- **Written exercise**
Reproduce everything in the records below, from the line containing "In this exercise you will tag the cloud" down to the end of the records, both ends included. Leave the pictures out of your reproduction.

Data lines:
========================================

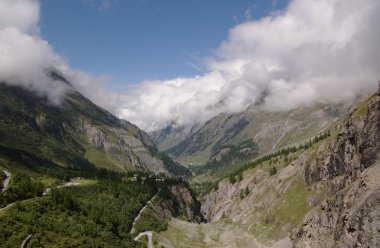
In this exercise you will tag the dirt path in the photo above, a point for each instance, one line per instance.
(68, 184)
(139, 215)
(150, 238)
(6, 181)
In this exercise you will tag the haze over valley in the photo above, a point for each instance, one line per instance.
(247, 123)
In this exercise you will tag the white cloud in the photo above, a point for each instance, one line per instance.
(315, 50)
(25, 57)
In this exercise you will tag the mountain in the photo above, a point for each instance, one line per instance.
(254, 131)
(76, 134)
(323, 195)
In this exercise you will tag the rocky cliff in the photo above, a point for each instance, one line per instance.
(266, 130)
(75, 134)
(325, 196)
(350, 216)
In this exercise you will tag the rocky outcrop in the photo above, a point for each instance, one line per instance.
(176, 200)
(122, 146)
(350, 215)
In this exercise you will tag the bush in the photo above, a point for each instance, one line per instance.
(273, 171)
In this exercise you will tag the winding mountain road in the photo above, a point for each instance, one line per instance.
(150, 238)
(6, 181)
(68, 184)
(139, 215)
(26, 241)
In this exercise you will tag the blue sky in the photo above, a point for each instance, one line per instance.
(135, 40)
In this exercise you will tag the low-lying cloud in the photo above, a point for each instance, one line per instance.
(324, 50)
(25, 57)
(314, 50)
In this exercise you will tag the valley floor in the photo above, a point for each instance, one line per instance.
(216, 234)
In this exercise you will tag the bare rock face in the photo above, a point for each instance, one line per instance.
(122, 146)
(350, 215)
(178, 202)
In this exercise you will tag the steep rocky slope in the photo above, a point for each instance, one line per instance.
(325, 196)
(76, 134)
(350, 216)
(265, 131)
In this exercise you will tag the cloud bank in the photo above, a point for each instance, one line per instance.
(315, 50)
(25, 57)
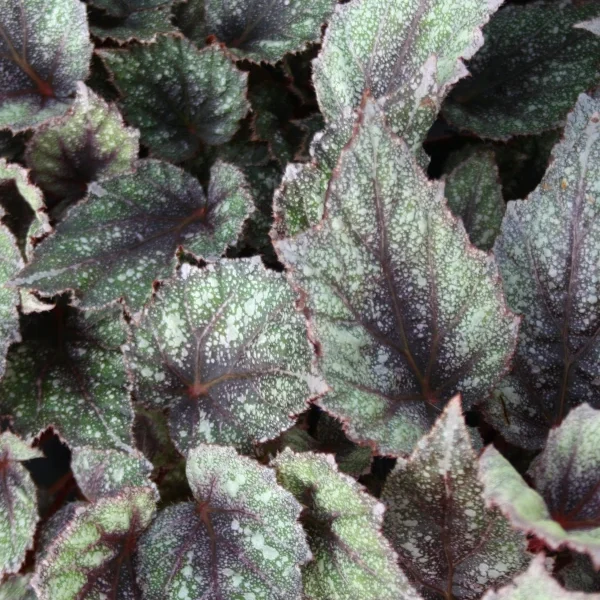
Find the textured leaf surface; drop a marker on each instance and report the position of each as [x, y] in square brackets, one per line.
[93, 555]
[239, 539]
[530, 71]
[407, 54]
[88, 144]
[548, 254]
[18, 502]
[351, 559]
[68, 372]
[564, 508]
[226, 350]
[180, 98]
[474, 194]
[44, 51]
[406, 311]
[259, 30]
[449, 544]
[126, 234]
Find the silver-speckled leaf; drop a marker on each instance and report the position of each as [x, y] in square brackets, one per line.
[180, 98]
[474, 194]
[449, 544]
[549, 256]
[92, 557]
[563, 509]
[239, 539]
[351, 559]
[44, 50]
[126, 234]
[527, 76]
[88, 144]
[406, 53]
[406, 311]
[18, 502]
[226, 350]
[68, 372]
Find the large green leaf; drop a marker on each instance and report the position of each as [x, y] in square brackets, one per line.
[126, 234]
[18, 502]
[225, 349]
[406, 53]
[180, 98]
[548, 254]
[448, 542]
[351, 559]
[44, 50]
[405, 310]
[239, 539]
[530, 71]
[68, 373]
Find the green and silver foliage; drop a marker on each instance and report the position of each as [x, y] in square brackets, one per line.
[258, 30]
[548, 255]
[240, 538]
[474, 194]
[406, 311]
[101, 473]
[68, 373]
[530, 71]
[18, 502]
[225, 349]
[88, 144]
[179, 97]
[351, 558]
[564, 508]
[44, 50]
[407, 54]
[536, 584]
[92, 557]
[448, 542]
[126, 234]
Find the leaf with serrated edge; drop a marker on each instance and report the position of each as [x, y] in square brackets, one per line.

========================================

- **Task response**
In this exercise you will tag the cloud bank in the photo above, a point for each instance, one line per instance.
(315, 50)
(25, 57)
Find the textured leaf surface; drop a marker on each instance and report the position of each as [x, y] in square brackets, one per line.
[93, 555]
[239, 539]
[530, 71]
[407, 54]
[88, 144]
[548, 254]
[18, 502]
[351, 559]
[68, 372]
[564, 508]
[226, 350]
[180, 98]
[474, 194]
[44, 51]
[406, 311]
[259, 30]
[449, 544]
[126, 234]
Find the silver-speckled leaf; drop a marker on each instance and report the position of each as [x, y] in square brackets, one per line.
[180, 98]
[474, 194]
[449, 544]
[549, 256]
[92, 557]
[563, 509]
[239, 539]
[351, 559]
[44, 50]
[126, 234]
[527, 76]
[88, 144]
[406, 53]
[406, 311]
[18, 502]
[226, 350]
[68, 372]
Find the large green leaf; drop a marker on each instance and report the position of each as [x, y] in square brackets, one per line.
[126, 234]
[18, 502]
[225, 349]
[406, 53]
[180, 98]
[548, 254]
[448, 542]
[351, 559]
[44, 50]
[405, 310]
[239, 539]
[530, 71]
[68, 373]
Find the green and silver foliage; drop a marker on each instance and report the position of each as [x, y] in square brackets, one per line.
[258, 30]
[548, 255]
[240, 538]
[474, 194]
[406, 311]
[101, 473]
[68, 373]
[530, 71]
[18, 502]
[225, 349]
[88, 144]
[179, 97]
[351, 558]
[564, 508]
[44, 50]
[407, 54]
[536, 584]
[92, 557]
[448, 542]
[126, 234]
Find the leaf with serrated edge; drop a marker on each instance and report the position of each as [x, y] in square brackets, one per line.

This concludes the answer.